## RECORDS
▶

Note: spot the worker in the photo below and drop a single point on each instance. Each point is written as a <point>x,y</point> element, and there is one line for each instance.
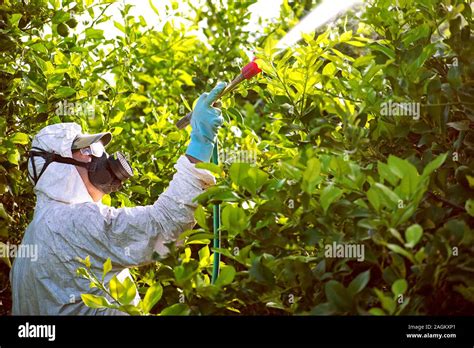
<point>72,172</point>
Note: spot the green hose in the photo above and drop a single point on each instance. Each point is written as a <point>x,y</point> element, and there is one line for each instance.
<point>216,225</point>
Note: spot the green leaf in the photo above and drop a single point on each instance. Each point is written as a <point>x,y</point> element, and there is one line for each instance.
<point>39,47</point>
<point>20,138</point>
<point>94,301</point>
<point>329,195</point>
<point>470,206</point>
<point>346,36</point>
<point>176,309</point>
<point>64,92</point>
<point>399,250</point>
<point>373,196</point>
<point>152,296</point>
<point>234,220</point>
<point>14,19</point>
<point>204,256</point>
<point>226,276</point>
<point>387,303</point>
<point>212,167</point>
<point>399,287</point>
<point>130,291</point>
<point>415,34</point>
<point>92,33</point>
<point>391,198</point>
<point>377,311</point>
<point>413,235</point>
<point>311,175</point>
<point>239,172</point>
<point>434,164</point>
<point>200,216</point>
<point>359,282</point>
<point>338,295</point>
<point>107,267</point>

◀
▶

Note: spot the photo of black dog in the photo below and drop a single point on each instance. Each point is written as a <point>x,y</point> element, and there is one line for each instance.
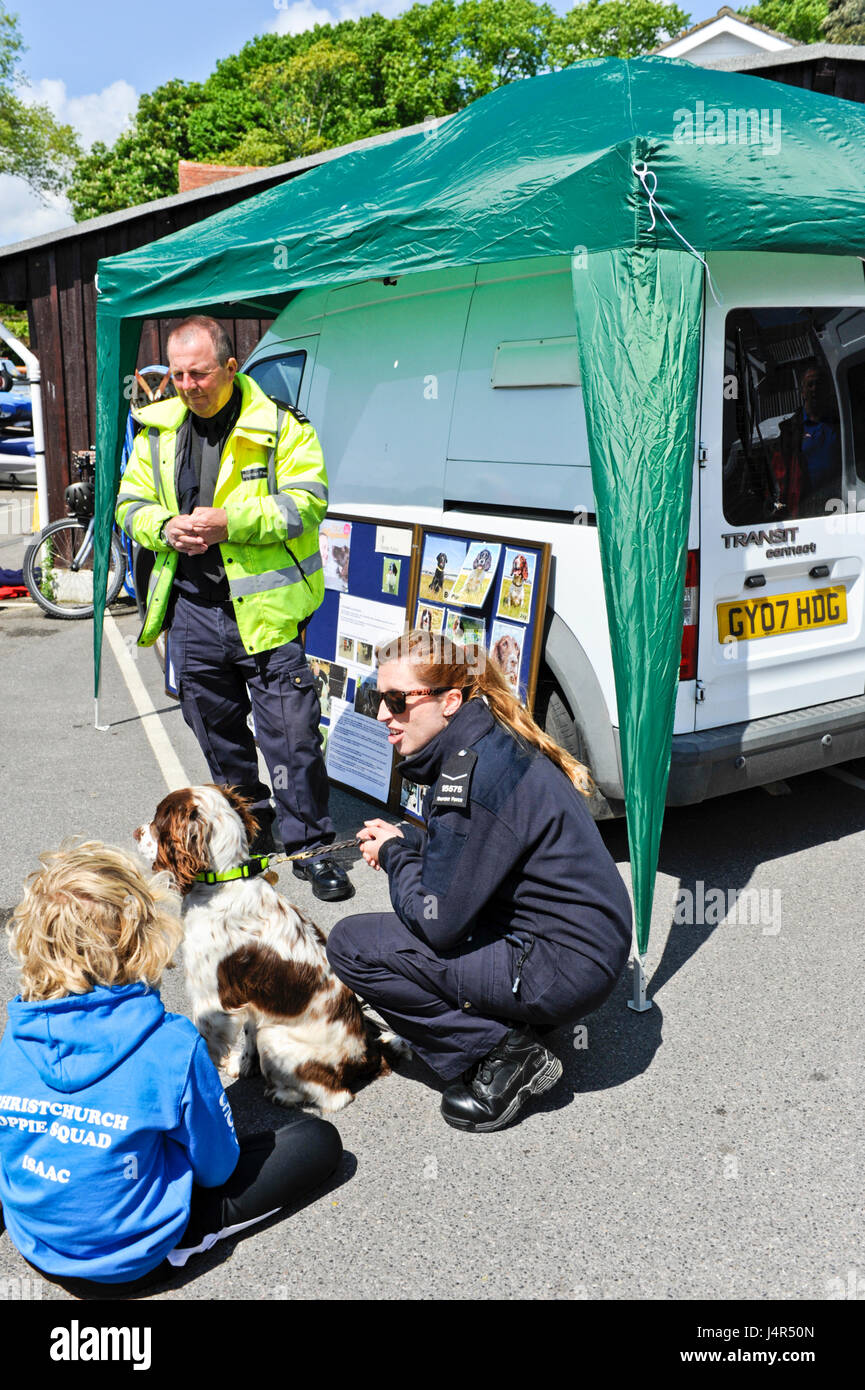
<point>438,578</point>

◀

## THE PROBLEM
Please copy out the records from the line with "Note: spot the worker" to the line with "<point>216,225</point>", keeping every character unchanged and leaving out the pictures.

## EXERCISE ANSWER
Note: spot the worker in the photo below and drop a single point on each instance. Each point is written as a <point>x,y</point> element, and there is one line for each instance.
<point>72,172</point>
Note: spot the green hose in the photo above and drop a single point on each instance. Each point is written as a <point>x,y</point> element, and there is one line for each instance.
<point>216,225</point>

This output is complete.